CO NALEŻY ZROBIĆ ::
1. W jakim okresie, według recenzji, toczy się akcja powieści „Imię Pani”?
2. Wypisz wszystkie osoby, które recenzja wymienia z imienia lub nazwiska.
3. Przepisz z recenzji fragment, który zaczyna się od słów zawierających „Do klasztoru benedyktynów”, a kończy na „klimat tamtych czasów.”.
━━━ RECENZJA
Imię Pani to trzecia książka autorstwa Krzysztofa Koziołka, którą miałam przyjemność przeczytać. W moim odczuciu jest ona dużo lepsza od Furia rodzi się w Sławie, która podobnie, jak najnowsza powieść autora jest z gatunku kryminał retro.
Do klasztoru benedyktynów w Grüssau z myślą o odpoczynku przyjeżdża komisarz kryminalny Gustav Dewart. Podczas jego pobytu jeden z zakonników odnajduje ciało ojca Bronisława. Początkowo brano, że śmierć zakonnika to niefortunny wypadek, ale szybko okazało się, że było to morderstwo. Wkrótce odnalezione zostają kolejne ciała.
Tym razem wraz z głównym bohaterem przenosimy się do Grüssau (Krzeszowa) w okresie: od 18 grudnia 1934 do 7 stycznia 1935 roku. Autorowi udało się w tak krótkim przedziale czasowym zafundować czytelnikowi wiele interesujących ciekawostek oraz zdarzeń. A wykorzystane przez Niego fakty historyczne, wprowadzają czytelnika w niepowtarzalny klimat tamtych czasów.
━━━━━━
━━━ DANE
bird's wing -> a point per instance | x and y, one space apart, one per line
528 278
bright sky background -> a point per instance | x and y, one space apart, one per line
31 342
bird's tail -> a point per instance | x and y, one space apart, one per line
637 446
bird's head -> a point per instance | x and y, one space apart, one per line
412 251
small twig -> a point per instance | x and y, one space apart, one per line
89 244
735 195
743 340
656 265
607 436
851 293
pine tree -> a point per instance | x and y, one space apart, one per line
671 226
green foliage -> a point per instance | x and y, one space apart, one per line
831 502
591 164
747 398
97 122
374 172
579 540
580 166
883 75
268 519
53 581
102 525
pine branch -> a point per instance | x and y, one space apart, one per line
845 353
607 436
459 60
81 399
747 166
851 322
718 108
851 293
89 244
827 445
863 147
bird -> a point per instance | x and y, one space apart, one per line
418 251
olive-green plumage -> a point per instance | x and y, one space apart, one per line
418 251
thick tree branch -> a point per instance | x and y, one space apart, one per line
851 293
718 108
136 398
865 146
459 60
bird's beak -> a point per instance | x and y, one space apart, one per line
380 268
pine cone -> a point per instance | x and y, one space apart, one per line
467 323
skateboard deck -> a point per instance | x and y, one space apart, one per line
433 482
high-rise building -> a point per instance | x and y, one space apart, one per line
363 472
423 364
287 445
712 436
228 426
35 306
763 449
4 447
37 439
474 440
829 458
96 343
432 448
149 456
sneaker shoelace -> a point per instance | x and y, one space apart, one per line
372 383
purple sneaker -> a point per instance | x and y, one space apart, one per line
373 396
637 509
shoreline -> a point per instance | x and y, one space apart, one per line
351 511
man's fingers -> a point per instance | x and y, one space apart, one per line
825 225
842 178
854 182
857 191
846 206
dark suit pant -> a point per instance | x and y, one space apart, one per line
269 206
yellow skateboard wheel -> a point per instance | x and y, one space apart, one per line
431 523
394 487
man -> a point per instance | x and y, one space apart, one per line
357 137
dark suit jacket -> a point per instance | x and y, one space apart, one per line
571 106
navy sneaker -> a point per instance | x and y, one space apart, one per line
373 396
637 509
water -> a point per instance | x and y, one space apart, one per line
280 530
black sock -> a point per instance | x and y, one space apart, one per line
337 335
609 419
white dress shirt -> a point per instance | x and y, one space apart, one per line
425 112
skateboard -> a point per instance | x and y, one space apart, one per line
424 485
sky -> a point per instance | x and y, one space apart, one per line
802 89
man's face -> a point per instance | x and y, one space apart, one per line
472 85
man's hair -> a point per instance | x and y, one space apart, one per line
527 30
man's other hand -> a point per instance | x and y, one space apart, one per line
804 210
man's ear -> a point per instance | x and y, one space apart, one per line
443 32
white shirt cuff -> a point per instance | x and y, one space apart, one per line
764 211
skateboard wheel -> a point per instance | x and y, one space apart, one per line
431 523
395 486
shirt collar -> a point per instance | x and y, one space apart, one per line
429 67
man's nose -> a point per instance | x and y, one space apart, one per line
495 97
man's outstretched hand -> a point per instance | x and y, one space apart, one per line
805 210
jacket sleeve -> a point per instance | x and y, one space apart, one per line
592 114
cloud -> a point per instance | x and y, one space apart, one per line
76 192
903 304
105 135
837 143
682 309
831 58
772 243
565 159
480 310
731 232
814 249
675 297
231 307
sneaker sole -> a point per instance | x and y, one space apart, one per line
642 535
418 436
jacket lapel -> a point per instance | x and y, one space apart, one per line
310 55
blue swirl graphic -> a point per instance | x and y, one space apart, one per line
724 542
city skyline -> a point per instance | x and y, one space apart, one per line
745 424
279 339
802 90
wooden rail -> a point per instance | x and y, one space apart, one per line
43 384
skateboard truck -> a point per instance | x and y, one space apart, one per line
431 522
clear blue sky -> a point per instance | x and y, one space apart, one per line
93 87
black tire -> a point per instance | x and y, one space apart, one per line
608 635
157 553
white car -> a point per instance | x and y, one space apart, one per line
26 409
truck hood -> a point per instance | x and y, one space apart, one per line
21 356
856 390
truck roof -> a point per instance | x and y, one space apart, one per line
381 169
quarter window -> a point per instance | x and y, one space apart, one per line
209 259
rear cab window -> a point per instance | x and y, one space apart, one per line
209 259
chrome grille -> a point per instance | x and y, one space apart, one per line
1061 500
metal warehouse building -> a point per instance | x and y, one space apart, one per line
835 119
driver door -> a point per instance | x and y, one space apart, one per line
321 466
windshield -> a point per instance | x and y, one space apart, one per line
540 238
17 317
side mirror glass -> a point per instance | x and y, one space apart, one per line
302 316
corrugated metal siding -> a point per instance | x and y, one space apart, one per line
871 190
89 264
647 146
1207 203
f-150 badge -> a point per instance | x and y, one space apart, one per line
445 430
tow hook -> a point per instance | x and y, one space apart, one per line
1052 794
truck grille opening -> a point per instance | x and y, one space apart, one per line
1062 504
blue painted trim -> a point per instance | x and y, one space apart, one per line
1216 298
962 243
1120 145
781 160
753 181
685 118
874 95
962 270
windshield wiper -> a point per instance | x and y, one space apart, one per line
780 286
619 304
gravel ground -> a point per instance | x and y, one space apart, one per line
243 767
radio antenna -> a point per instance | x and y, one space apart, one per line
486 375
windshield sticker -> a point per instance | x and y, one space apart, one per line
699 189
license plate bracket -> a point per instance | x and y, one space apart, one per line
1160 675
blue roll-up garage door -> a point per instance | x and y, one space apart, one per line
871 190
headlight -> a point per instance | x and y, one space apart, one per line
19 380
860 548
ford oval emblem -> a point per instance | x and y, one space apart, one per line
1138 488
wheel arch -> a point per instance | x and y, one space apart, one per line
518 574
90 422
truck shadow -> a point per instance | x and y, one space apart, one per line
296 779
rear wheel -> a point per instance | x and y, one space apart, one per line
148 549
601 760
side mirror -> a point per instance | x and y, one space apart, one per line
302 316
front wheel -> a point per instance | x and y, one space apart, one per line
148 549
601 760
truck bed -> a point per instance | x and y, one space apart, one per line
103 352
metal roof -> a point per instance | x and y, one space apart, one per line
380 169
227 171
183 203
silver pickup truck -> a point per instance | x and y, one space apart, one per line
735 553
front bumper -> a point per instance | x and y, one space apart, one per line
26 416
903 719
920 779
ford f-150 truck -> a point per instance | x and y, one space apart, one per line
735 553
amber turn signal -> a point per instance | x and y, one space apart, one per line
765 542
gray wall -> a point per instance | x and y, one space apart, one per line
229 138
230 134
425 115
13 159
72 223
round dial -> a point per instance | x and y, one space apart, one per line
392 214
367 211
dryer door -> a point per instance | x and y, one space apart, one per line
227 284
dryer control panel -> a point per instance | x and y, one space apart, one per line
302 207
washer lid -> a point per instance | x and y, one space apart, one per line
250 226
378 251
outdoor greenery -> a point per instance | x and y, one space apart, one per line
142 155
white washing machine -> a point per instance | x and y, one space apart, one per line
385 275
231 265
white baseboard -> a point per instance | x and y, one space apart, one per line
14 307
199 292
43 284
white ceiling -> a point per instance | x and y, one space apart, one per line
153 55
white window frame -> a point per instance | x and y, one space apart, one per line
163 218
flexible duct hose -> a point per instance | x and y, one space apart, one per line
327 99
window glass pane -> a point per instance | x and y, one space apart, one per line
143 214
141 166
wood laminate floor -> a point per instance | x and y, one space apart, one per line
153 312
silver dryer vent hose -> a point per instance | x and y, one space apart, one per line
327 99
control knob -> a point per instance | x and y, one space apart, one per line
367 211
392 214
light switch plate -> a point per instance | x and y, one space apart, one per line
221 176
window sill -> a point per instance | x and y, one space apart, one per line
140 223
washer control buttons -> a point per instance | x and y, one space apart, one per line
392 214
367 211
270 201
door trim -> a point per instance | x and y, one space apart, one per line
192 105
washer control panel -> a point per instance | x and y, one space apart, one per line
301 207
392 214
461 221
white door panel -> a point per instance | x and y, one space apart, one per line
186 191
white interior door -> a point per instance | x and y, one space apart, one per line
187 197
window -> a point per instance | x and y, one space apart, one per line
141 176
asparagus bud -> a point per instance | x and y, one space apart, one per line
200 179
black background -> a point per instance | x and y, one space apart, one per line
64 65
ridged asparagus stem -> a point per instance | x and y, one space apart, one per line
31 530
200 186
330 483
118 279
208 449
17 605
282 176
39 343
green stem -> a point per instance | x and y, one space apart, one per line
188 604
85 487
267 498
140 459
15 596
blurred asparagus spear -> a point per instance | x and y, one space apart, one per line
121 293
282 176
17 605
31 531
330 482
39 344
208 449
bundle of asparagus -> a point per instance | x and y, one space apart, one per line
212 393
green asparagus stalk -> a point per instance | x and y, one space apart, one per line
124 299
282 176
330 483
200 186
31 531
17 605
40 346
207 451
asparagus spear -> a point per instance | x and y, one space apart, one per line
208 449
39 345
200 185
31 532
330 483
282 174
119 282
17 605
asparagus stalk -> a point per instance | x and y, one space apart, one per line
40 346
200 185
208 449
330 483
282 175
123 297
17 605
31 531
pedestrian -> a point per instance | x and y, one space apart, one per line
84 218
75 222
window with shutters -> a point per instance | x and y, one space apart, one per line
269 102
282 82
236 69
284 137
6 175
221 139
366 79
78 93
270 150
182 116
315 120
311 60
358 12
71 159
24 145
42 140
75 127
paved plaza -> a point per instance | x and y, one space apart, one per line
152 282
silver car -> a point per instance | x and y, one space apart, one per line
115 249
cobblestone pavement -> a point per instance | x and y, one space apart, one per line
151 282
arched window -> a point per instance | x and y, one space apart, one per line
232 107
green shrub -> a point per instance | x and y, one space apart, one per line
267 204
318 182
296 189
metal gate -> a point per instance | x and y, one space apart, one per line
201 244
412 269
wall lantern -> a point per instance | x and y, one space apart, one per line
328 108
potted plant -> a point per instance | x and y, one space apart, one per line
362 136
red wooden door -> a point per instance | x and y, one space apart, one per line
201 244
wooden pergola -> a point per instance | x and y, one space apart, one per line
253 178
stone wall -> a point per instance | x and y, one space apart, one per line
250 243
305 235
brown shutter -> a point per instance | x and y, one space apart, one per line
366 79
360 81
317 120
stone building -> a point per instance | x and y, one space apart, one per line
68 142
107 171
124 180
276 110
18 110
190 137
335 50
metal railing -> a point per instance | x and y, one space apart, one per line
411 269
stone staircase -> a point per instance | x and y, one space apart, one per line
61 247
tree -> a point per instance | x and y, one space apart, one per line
━━━━━━
ODPOWIEDZI DO ZADAŃ ::
1. Od 18 grudnia 1934 do 7 stycznia 1935 roku.

2. Krzysztof Koziołek, Gustav Dewart, ojciec Bronisław

3.
Do klasztoru benedyktynów w Grüssau z myślą o odpoczynku przyjeżdża komisarz kryminalny Gustav Dewart. Podczas jego pobytu jeden z zakonników odnajduje ciało ojca Bronisława. Początkowo brano, że śmierć zakonnika to niefortunny wypadek, ale szybko okazało się, że było to morderstwo. Wkrótce odnalezione zostają kolejne ciała.
Tym razem wraz z głównym bohaterem przenosimy się do Grüssau (Krzeszowa) w okresie: od 18 grudnia 1934 do 7 stycznia 1935 roku. Autorowi udało się w tak krótkim przedziale czasowym zafundować czytelnikowi wiele interesujących ciekawostek oraz zdarzeń. A wykorzystane przez Niego fakty historyczne, wprowadzają czytelnika w niepowtarzalny klimat tamtych czasów.